§ Dati dell'esercizio:
+===+
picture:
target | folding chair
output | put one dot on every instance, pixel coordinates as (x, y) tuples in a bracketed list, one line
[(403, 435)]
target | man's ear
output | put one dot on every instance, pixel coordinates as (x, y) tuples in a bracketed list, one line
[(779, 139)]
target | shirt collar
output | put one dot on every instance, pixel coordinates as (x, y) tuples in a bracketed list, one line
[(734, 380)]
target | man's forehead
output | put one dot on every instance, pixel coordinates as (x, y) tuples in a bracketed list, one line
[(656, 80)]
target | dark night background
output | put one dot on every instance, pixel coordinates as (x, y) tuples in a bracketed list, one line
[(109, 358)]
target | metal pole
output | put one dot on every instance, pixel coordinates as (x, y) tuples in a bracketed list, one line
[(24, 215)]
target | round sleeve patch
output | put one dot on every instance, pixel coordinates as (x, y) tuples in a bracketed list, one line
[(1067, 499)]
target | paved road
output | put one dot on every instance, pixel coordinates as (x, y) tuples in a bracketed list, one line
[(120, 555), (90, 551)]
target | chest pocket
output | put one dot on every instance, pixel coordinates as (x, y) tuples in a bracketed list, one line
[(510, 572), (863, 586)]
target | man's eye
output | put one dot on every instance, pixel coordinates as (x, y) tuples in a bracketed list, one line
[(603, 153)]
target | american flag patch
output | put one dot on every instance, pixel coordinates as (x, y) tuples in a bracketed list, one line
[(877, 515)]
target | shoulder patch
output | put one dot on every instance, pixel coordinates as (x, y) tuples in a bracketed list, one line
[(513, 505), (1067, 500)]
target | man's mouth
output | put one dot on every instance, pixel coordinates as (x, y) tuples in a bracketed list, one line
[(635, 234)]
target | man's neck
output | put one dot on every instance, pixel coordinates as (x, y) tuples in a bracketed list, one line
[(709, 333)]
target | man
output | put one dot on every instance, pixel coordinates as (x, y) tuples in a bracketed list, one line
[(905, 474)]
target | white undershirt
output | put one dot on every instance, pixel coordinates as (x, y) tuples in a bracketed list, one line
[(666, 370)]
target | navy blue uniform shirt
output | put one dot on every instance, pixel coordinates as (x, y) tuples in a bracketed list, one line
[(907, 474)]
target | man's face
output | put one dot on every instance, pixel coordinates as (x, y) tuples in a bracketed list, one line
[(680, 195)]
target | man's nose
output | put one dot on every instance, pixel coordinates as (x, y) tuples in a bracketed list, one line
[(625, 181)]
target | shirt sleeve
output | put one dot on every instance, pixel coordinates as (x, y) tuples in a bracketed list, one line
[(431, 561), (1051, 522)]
+===+
§ Compito richiesto: Riscrivi tutte le voci qui sopra cambiando "target" in "label" e lasciando invariato tutto il resto.

§ Risposta scritta:
picture:
label | folding chair
output | put one dot on every instance, pixel coordinates as (x, y) tuples in a bracketed list, one line
[(403, 435)]
label | man's ear
output | put one dot on every instance, pixel coordinates as (x, y) tuples in a bracketed list, one line
[(779, 139)]
label | shirt collar
output | put one dot on every instance, pixel coordinates as (x, y) tuples in a bracketed list, one line
[(734, 380)]
label | man's forehead
output | put one dot on every instance, pixel coordinates as (x, y) tuples in a bracketed list, one line
[(656, 80)]
label | dark night background
output | put one dot on every instance, pixel coordinates as (x, y) tuples in a bracketed list, one line
[(109, 358)]
label | metal pole
output | put one dot on every instance, pixel coordinates as (x, y) tuples in a bracketed list, one line
[(24, 215)]
label | round sleeve patch
output | put one dot on every instance, pixel coordinates as (x, y) tuples in a bracketed list, one line
[(1067, 499)]
label | paved road
output | put one dot on every instance, pixel coordinates as (x, y) tuples in a bracketed list, one line
[(120, 555), (90, 551)]
label | chest pocket
output | put one dot on every instance, pixel coordinates as (x, y) tuples in a bracketed list, one line
[(510, 572), (863, 586)]
label | man's eye
output | put one dot on every instance, pixel coordinates as (x, y) tuples in a bracketed list, one line
[(603, 153)]
label | american flag patch
output | put one dot on every instance, pixel coordinates as (x, y) tuples in a bracketed list, one line
[(877, 515)]
label | shoulder patch
output | put one dot on every instance, pixel coordinates as (x, y) tuples in a bracketed list, one line
[(513, 505), (1067, 500)]
label | man's mouth
output | put one dot on every instance, pixel coordinates as (x, y) tuples in a bracketed list, one line
[(635, 234)]
label | man's neck
output | put one dot on every instance, pixel coordinates as (x, y) tuples in a bracketed list, one line
[(709, 333)]
label | man
output | put one dot on every instance, pixel coordinates as (x, y) tuples in a bracketed list, one line
[(905, 474)]
label | white undershirt
output | put one dot on every instance, pixel coordinates as (x, y) tuples in a bracketed list, one line
[(666, 370)]
label | navy blue uniform shirt
output | put one dot on every instance, pixel coordinates as (x, y) tuples in a bracketed list, one line
[(907, 474)]
label | man's face
output | put one dot on every instance, pixel coordinates as (x, y) tuples in a bracketed list, one line
[(680, 195)]
label | man's nose
output | put one dot on every instance, pixel coordinates as (x, y) tuples in a bracketed list, one line
[(625, 181)]
label | shirt sleeve
output | put one dot on every instance, pixel coordinates as (x, y) tuples in a bracketed list, one line
[(431, 561), (1051, 522)]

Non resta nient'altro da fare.